**Brief:** Can you lay out every row below as a numbered list, skipping any blank lines?

**Given information:**
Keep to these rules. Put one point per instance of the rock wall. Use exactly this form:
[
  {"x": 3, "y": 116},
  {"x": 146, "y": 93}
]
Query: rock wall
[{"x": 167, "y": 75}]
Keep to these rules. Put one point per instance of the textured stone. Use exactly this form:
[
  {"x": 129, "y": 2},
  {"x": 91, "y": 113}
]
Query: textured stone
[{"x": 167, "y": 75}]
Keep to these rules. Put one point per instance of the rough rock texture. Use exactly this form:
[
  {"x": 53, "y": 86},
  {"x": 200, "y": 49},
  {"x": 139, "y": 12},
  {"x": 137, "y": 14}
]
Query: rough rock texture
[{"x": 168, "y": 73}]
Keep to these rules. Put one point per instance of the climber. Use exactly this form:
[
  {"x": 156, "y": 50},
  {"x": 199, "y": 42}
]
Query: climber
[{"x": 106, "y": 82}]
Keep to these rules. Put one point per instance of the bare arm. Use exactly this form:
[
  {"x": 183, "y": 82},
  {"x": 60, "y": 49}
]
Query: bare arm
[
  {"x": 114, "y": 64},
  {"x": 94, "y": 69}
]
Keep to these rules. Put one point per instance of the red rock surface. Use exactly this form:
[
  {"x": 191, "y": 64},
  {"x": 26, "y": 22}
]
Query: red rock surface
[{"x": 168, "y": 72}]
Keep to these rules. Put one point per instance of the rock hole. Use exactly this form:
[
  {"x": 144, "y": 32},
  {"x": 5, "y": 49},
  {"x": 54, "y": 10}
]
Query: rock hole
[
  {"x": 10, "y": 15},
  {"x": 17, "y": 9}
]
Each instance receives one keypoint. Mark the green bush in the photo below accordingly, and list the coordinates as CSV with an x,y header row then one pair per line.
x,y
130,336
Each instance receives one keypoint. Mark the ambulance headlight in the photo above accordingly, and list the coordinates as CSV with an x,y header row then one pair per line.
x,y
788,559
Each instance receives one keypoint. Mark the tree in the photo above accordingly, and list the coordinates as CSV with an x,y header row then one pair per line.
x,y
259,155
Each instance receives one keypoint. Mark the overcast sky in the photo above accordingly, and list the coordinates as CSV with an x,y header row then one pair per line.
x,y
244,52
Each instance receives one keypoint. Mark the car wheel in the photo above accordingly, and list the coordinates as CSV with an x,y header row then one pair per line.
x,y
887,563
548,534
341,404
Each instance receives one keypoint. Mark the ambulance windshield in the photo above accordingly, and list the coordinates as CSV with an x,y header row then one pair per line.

**Response to this exercise:**
1. Keep to these rules. Put one point per instance of the rock wall. Use exactly this form:
2. [
3.   {"x": 3, "y": 116},
4.   {"x": 146, "y": 93}
5. ]
6. Query: rock wall
7. [{"x": 167, "y": 75}]
8. Keep to these rules. Put one point per instance of the textured stone. Use exactly this form:
9. [
10.   {"x": 129, "y": 2},
11.   {"x": 91, "y": 113}
12. ]
13. Query: textured stone
14. [{"x": 167, "y": 75}]
15. Keep to these rules. Put one point per instance of the rough rock texture. Use exactly this form:
16. [
17.   {"x": 53, "y": 86},
18.   {"x": 200, "y": 49},
19.   {"x": 139, "y": 12},
20.   {"x": 137, "y": 14}
21. ]
22. Query: rough rock texture
23. [{"x": 168, "y": 73}]
24. Keep to these rules. Put one point per instance of the climber. Use exactly this form:
25. [
26.   {"x": 156, "y": 50},
27.   {"x": 199, "y": 42}
28. ]
29. Query: climber
30. [{"x": 106, "y": 82}]
31. Keep to these rules. Put one point per instance of the bare arm. Use exactly this form:
32. [
33.   {"x": 183, "y": 82},
34.   {"x": 60, "y": 49}
35. ]
36. Query: bare arm
37. [
38.   {"x": 114, "y": 64},
39.   {"x": 94, "y": 69}
40. ]
41. Keep to these rules. Put one point per instance of the red rock surface. Use exactly this form:
42. [
43.   {"x": 191, "y": 64},
44.   {"x": 26, "y": 22}
45. ]
46. Query: red rock surface
47. [{"x": 168, "y": 72}]
48. Keep to these rules. Put one point per instance of the rock hole. Use exactly this form:
49. [
50.   {"x": 144, "y": 32},
51.   {"x": 5, "y": 49},
52.   {"x": 54, "y": 10}
53. ]
54. Query: rock hole
55. [
56.   {"x": 10, "y": 15},
57.   {"x": 17, "y": 9}
58. ]
59. Each instance receives one keypoint. Mark the green bush in the photo below accordingly, and list the coordinates as CSV with an x,y header row then one pair per line.
60. x,y
61. 130,336
62. Each instance receives one keypoint. Mark the ambulance headlight in the photo above accordingly, and list the coordinates as CSV with an x,y header row then one pair per line.
63. x,y
64. 788,559
65. Each instance receives one keypoint. Mark the tree in the photo above accordingly, and list the coordinates as CSV with an x,y header row then one pair per line.
66. x,y
67. 259,155
68. Each instance receives one keypoint. Mark the overcast sky in the photo above accordingly, and list the coordinates as CSV with an x,y header row then one pair per line.
69. x,y
70. 244,52
71. Each instance receives one keypoint. Mark the car wheel in the photo above accordingly, and list the coordinates as CSV with an x,y header row then one pair per line.
72. x,y
73. 887,563
74. 548,534
75. 341,404
76. Each instance receives one keypoint. Mark the ambulance windshield in the photo above accordingly, and list the coordinates as CSV with an x,y header row then one pair per line.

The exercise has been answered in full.